— YOUR GOAL —
Write every record out again exactly, and keep images out of it.

— MATERIAL —
____

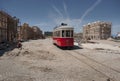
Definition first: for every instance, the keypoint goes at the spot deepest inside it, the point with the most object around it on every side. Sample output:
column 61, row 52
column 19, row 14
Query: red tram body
column 63, row 36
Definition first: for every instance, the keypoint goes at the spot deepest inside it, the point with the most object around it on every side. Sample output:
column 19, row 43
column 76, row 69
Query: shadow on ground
column 6, row 49
column 75, row 47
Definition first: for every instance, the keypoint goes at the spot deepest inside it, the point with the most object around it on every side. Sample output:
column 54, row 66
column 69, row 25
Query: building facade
column 25, row 32
column 8, row 27
column 37, row 32
column 97, row 30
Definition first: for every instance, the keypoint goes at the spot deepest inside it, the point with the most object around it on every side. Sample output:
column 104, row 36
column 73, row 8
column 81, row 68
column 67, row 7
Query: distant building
column 97, row 30
column 25, row 32
column 8, row 27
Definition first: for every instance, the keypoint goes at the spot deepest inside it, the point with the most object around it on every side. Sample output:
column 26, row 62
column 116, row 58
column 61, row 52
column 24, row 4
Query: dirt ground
column 40, row 60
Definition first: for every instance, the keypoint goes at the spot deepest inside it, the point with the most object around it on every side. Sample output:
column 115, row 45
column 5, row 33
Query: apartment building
column 8, row 27
column 97, row 30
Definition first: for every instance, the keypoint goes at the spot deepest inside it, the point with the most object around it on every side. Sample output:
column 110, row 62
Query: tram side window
column 67, row 33
column 63, row 33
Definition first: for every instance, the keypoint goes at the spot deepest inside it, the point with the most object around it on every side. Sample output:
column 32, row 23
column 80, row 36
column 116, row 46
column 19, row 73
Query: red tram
column 63, row 36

____

— OUTPUT OF THE EXERCISE —
Definition first: for every instance, the keypoint goes at the spot deepest inside it, the point with the most object around it on every side. Sample output:
column 61, row 52
column 19, row 14
Query: red tram body
column 63, row 36
Definition first: for every instance, the keypoint goes at the spot deepest inside it, the point with the most object around it on every side. Sample output:
column 19, row 43
column 76, row 69
Query: shadow on ground
column 6, row 49
column 75, row 47
Definition first: for every instance, the keypoint goes at the spot deepest inside it, the point with the most object around it on every side. Sample output:
column 54, row 66
column 69, row 25
Query: building facade
column 25, row 32
column 8, row 27
column 37, row 32
column 97, row 30
Definition first: for every instance, the keypoint goes at the spot deepest inside it, the point with the most object around it on every side. Sample output:
column 104, row 36
column 73, row 8
column 81, row 68
column 67, row 7
Query: distant building
column 97, row 30
column 25, row 32
column 8, row 27
Definition first: for every instance, the keypoint goes at the spot deepest inside it, the point with the most object around it on every side. Sample output:
column 26, row 62
column 116, row 58
column 61, row 52
column 24, row 4
Query: dirt ground
column 40, row 60
Definition first: for every instance, the keypoint goes at the spot deepest inside it, the point with the most object around it on every side. Sample output:
column 115, row 45
column 5, row 33
Query: apartment building
column 8, row 27
column 97, row 30
Definition first: for every instance, the keypoint goes at the spot deepest inside it, the point with the most object around it on every side. Sample output:
column 110, row 62
Query: tram side window
column 67, row 33
column 63, row 33
Definition first: for every instance, the keypoint goes at the spot deepest inside it, the point with the most object around it on every side. Sample output:
column 32, row 23
column 80, row 36
column 116, row 46
column 19, row 73
Query: red tram
column 63, row 36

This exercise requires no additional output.